Natural language region descriptions:
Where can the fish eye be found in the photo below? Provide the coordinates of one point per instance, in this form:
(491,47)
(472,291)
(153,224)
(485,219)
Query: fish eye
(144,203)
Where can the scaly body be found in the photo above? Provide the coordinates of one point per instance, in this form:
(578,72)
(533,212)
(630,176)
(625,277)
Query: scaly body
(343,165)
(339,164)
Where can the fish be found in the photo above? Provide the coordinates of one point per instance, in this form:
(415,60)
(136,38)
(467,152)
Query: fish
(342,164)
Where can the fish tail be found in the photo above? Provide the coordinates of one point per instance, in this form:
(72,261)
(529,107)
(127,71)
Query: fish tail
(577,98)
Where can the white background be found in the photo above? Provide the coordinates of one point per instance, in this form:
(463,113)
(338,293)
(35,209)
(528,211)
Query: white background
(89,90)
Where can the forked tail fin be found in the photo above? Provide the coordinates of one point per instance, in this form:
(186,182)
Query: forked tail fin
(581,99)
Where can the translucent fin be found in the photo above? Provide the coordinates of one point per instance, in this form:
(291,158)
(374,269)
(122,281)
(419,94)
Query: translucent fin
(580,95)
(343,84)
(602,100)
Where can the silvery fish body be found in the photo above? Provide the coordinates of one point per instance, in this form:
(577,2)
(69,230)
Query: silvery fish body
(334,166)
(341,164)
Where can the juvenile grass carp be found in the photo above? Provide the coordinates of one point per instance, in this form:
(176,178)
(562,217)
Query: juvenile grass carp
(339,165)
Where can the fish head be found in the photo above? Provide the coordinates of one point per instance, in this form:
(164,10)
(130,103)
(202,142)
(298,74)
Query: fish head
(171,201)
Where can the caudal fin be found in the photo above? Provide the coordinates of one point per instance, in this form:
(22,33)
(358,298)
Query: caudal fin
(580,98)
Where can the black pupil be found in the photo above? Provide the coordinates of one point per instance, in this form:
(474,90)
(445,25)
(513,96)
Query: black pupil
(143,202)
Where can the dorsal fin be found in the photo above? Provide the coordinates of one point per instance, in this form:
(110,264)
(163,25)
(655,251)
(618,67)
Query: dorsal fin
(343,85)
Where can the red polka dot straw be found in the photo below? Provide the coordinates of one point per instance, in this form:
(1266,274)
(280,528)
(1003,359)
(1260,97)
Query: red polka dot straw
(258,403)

**WORK REQUEST**. Returned text must match every record word for word.

**EXPECTED OUTPUT**.
Where can the fish eye be found in the photo below? Provide the coordinates of one point per instance, in this form:
(491,47)
(472,291)
(153,224)
(485,219)
Query: fish eye
(144,203)
Where can the scaly body be found in the photo above? Provide the coordinates of one point per instance, in this form:
(578,72)
(533,212)
(630,176)
(625,277)
Query: scaly body
(343,165)
(339,164)
Where can the fish be found in the photo above? Provide the coordinates of one point per instance, in this form:
(415,60)
(136,38)
(467,152)
Query: fish
(342,164)
Where can the fish tail be found in the photo above? Provide the coordinates of one point per instance, in this form:
(72,261)
(529,107)
(127,71)
Query: fish tail
(577,98)
Where can the white background be found in the photo above? Provide the coordinates of one point per instance, in this form:
(463,113)
(338,293)
(35,209)
(528,211)
Query: white background
(89,90)
Where can the forked tail fin be found in the photo above? Provide the coordinates of one point per instance, in this form:
(186,182)
Query: forked tail fin
(581,99)
Where can the translucent fin be found in the photo above? Provide the coordinates of one point per instance, in this form:
(291,158)
(374,269)
(122,281)
(419,94)
Query: translucent fin
(580,95)
(343,84)
(602,100)
Where can the silvery fish body be found in the photo above? Provide the coordinates of one point per instance, in this form:
(577,2)
(69,230)
Query: silvery fish body
(334,166)
(341,164)
Where can the juvenile grass carp be found in the photo above? Provide the coordinates of one point per instance, in this form:
(176,178)
(562,217)
Query: juvenile grass carp
(339,165)
Where can the fish head be found in the photo above? Provide the coordinates of one point per instance, in this form:
(164,10)
(130,103)
(202,142)
(298,74)
Query: fish head
(171,201)
Where can the caudal fin be found in the photo above? Provide the coordinates of one point per instance, in this form:
(22,33)
(358,298)
Query: caudal fin
(580,98)
Where can the black pupil be found in the photo above? Provide the coordinates of one point per instance, in this form:
(474,90)
(445,25)
(513,96)
Query: black pupil
(143,202)
Where can the dorsal fin be found in the photo above? Provide the coordinates of one point per instance, in this form:
(110,264)
(163,25)
(655,251)
(618,67)
Query: dorsal fin
(343,85)
Where can the red polka dot straw be found in the photo below? Provide the coordinates of one point per instance, in this form:
(1266,274)
(280,528)
(1003,359)
(1260,97)
Query: red polka dot straw
(258,403)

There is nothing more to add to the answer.